→ **Passage cité**

(Le 25 juin 2024)
Chers toutes et tous,
Notre famille, n’étant pas une famille mafieuse, est composée, comme la plupart, de personnes ayant des opinions diverses, libres de penser, d’agir, de s’abstenir ou de voter comme elles l’entendent. Je sais par ailleurs que mon âge -80 ans depuis peu- ne me donne aucun droit particulier à formuler des consignes, électorales ou autres. Permettez-moi néanmoins d’exprimer une grave préoccupation, née de la situation que connaît notre pays après la dissolution de l’Assemblée nationale.
Il est possible que le 8 juillet, l’extrême-droite soit en position (si ce n’est en capacité) de gouverner la France. Pour moi qui suis né dans une capitale encore occupée par les Allemands, dont le père et le grand-père avaient dû faire chacun sa guerre et m’ont convaincu que la paix était une cause capitale, cela sonnerait le glas d’une vie consacrée à défendre les valeurs de la République - que je décline ainsi : libertés, équité, solidarité – et depuis près de 40 ans l’abolition des armes nucléaires.

→ **Consignes**
1 – Quelles valeurs de la République sont énumérées dans la lettre ?
2 – Recopiez fidèlement le passage de la lettre qui commence par « Il est possible » et se termine par « des armes nucléaires. ».
Les enregistrements ne jouent aucun rôle ici.

[Données d'annotation de régions d'images]
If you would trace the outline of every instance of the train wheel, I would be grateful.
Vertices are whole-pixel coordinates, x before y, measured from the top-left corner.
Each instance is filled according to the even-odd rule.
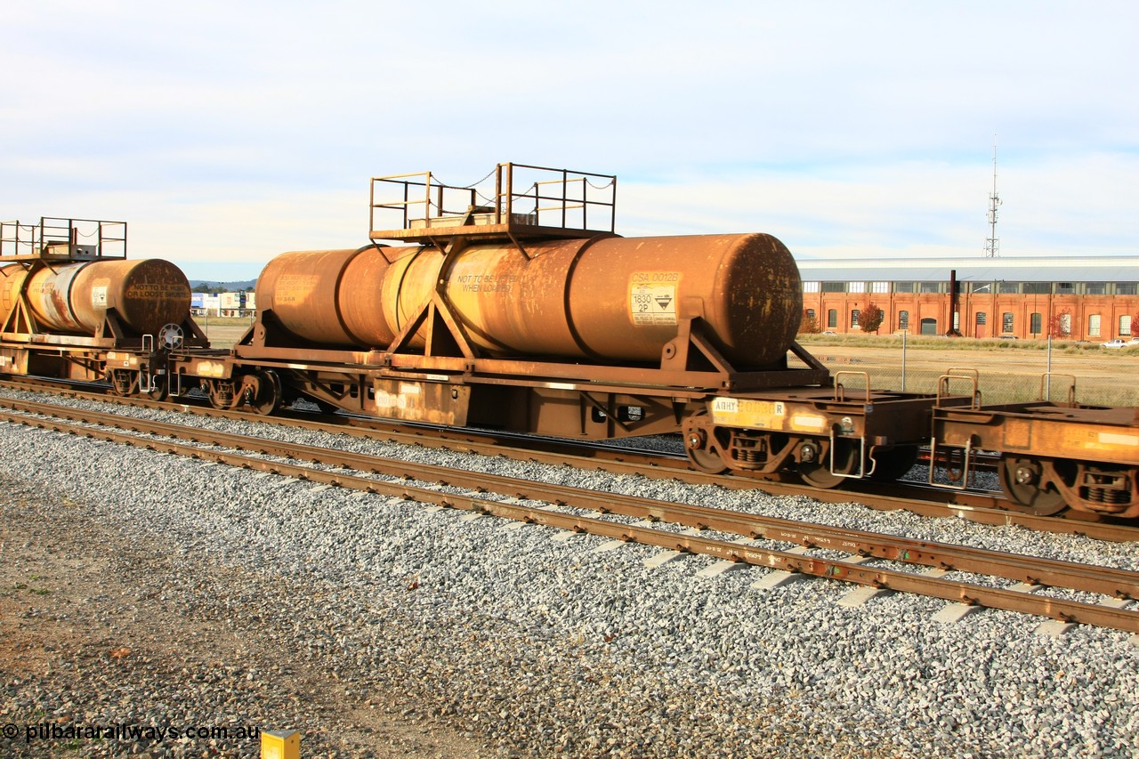
[[[1043,482],[1039,462],[1005,456],[999,468],[1001,490],[1016,511],[1048,516],[1067,508],[1064,496]]]
[[[811,451],[809,456],[808,451]],[[847,478],[844,474],[853,474],[858,470],[858,447],[847,441],[835,441],[835,468],[830,471],[830,456],[821,454],[821,449],[813,442],[803,444],[802,458],[798,462],[798,476],[803,482],[813,487],[829,490],[837,488]]]
[[[893,482],[918,463],[918,447],[894,446],[890,450],[876,451],[874,458],[877,464],[870,479],[878,482]]]
[[[281,381],[272,369],[257,372],[257,392],[249,400],[253,410],[262,416],[269,416],[281,407]]]

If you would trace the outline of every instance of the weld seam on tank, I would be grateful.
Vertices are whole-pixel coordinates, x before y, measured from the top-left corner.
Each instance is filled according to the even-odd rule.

→ **Réponses complètes**
1 – Libertés, équité, solidarité.

2 –
Il est possible que le 8 juillet, l’extrême-droite soit en position (si ce n’est en capacité) de gouverner la France. Pour moi qui suis né dans une capitale encore occupée par les Allemands, dont le père et le grand-père avaient dû faire chacun sa guerre et m’ont convaincu que la paix était une cause capitale, cela sonnerait le glas d’une vie consacrée à défendre les valeurs de la République - que je décline ainsi : libertés, équité, solidarité – et depuis près de 40 ans l’abolition des armes nucléaires.